And that would then have that ongoing and knock on psychological effect on Baghdad. And it hasn't happened in the south yet for all sorts of reasons, no doubt. So I'm just interested whether you think that the psychological -- the dependence on psychological warfare in this war has worked out as you expect it at this point?

KING: General Clark?

CLARK: Well, I think it's too early to judge. Obviously, the greatest hopes and the greatest expectations weren't fulfilled here. But Psyops tends to be something you can only evaluate the effectiveness of after the campaign.

So it's possible that without the psychological operations, the resistance would have been much greater. We just don't know. But certainly the early expectations were disappointed.

However, as people have been saying, there may be a tipping point in this. And what we're seeing in Basra, as you know, is that the top leadership is fleeing. Once they flee, Basra falls apart. The same thing's going to be happening in Baghdad.

KING: Nic, you have one other question quickly?

ROBERTSON: I do. I have a quick question for both the generals or either general. We saw with the -- where PFC Lynch was snatched from Iraqi hospital in Nasiriya. The doctor there or whatever doctors have been giving information to the coalition forces about PFC Lynch in the hospital, clearly there's a lot that goes on that we don't see about.

Give us an idea, if you will, about what's going on around Baghdad, that we're just now seeing and hearing, because we get such a very limited view through the television lens, if you will, of actually what's going in the war?

KING: General Grange?

GRANGE: Well, I think there's a lot of that going on. And there's a lot of contact with everyday working people, as well as some high officials to get information, to try to get the -- a feel for the morale, the chance of hope to continue with this war going on everyday.

I think that the rescue operation, because of the Iraqi participation and given the information for that, that needs to be exploited a little bit. And I mean exploited in a good way. Take a million dollars out of the reward for bin Laden, the $25 million. Give a million dollars to that Iraqi citizen, that put his wife and family on the line to help an American soldier, and you'll have an effect. Those kind of things are so important to make this thing go.

KING: Thank you, General Grange. And thank you, General Clark. We'll be calling on both of you again. Nic Robertson in -- on the Jordanian-Iraqi border and Christiane Amanpour in London will remain with us. And when we come back, we'll be joined by Ambassador Salem Al-Sabeh, the Kuwait ambassador to the United States and Ambassador Faruk Logoglu. He is the Turkish ambassador to the United States.

And later, Wolf Blitzer will join Nic and Christiane and Walt Rodgers and I for a discussion about the late David Bloom.

Source information
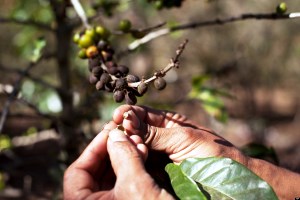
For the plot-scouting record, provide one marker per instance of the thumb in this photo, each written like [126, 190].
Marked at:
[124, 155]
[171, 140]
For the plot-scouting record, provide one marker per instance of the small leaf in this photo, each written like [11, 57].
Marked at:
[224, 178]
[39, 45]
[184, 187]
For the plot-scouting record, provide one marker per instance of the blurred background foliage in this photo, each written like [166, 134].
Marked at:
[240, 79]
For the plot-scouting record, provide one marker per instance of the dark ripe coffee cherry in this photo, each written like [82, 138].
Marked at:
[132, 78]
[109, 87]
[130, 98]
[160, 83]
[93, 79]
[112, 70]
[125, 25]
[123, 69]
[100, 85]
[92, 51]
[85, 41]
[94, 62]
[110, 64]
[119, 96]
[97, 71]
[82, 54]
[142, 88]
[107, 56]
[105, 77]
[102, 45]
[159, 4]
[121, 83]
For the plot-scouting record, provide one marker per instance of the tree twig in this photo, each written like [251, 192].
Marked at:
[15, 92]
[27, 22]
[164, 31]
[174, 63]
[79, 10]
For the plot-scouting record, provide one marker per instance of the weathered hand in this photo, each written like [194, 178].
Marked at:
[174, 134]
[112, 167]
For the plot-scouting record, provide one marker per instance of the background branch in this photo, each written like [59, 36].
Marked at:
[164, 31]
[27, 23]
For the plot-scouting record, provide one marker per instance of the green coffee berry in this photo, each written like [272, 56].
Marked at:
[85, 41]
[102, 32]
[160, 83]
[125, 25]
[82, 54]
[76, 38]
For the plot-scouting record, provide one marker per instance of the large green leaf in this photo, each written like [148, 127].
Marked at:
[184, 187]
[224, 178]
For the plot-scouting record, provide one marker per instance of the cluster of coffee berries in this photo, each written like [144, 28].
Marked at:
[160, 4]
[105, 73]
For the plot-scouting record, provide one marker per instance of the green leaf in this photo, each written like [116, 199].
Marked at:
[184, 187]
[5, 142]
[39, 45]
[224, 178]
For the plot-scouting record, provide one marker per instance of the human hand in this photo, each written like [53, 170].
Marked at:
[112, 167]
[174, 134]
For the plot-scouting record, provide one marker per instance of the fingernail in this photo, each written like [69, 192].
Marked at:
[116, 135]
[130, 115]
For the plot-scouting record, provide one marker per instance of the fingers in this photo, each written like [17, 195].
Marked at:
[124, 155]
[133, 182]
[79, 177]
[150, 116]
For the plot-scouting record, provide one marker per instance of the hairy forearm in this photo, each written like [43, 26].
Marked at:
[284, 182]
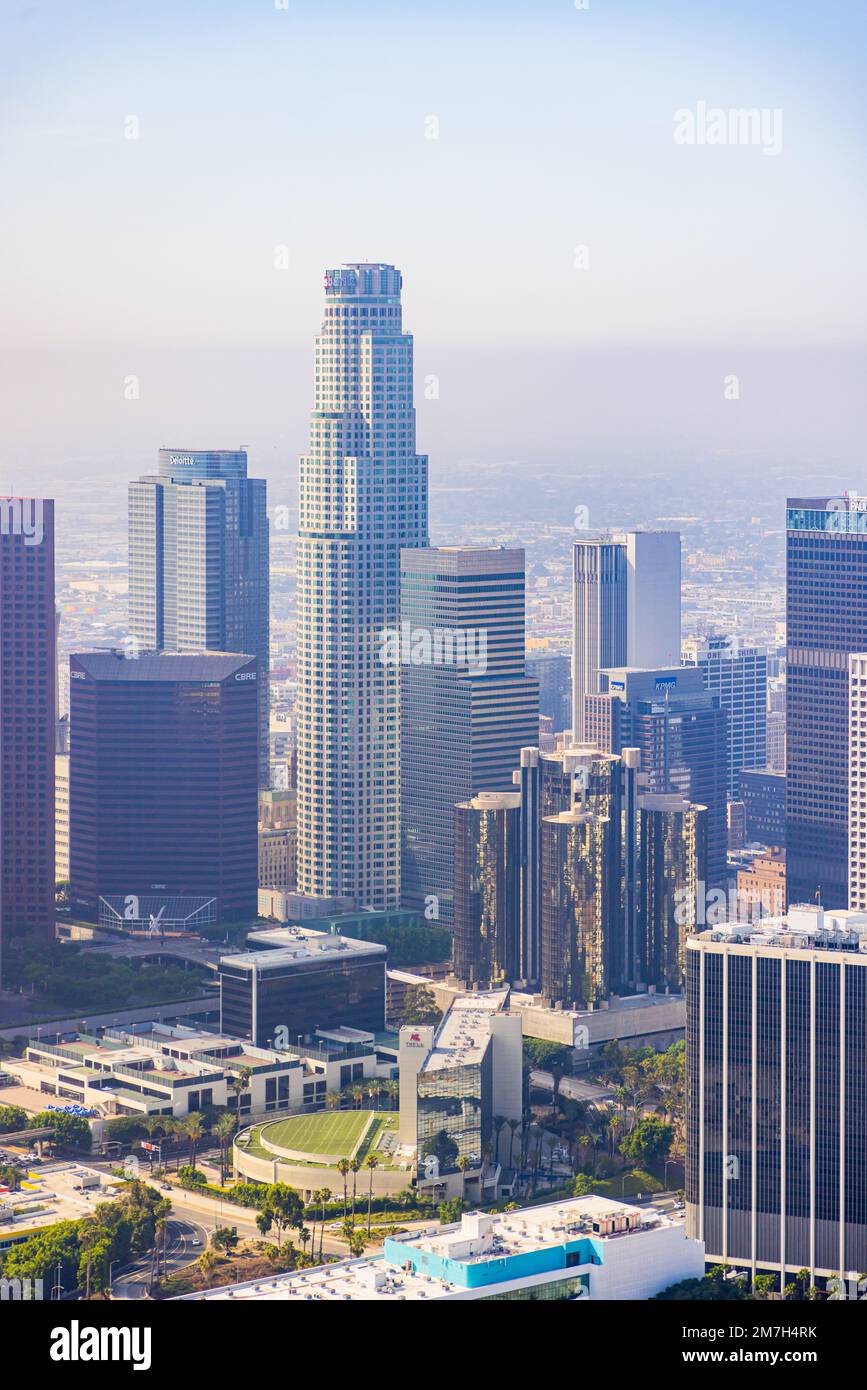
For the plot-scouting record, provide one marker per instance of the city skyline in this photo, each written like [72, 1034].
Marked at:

Exercises to complete
A. Please list every speaker who has a labeled turn in the transcript.
B. Answer these questions from the transcript:
(i) According to Clark, what is the top leadership in Basra doing?
(ii) How much does Grange propose taking out of the reward for bin Laden?
(iii) In what city is Christiane Amanpour?

Solutions by task
A.
KING
CLARK
ROBERTSON
GRANGE

B.
(i) Fleeing.
(ii) A million dollars.
(iii) London.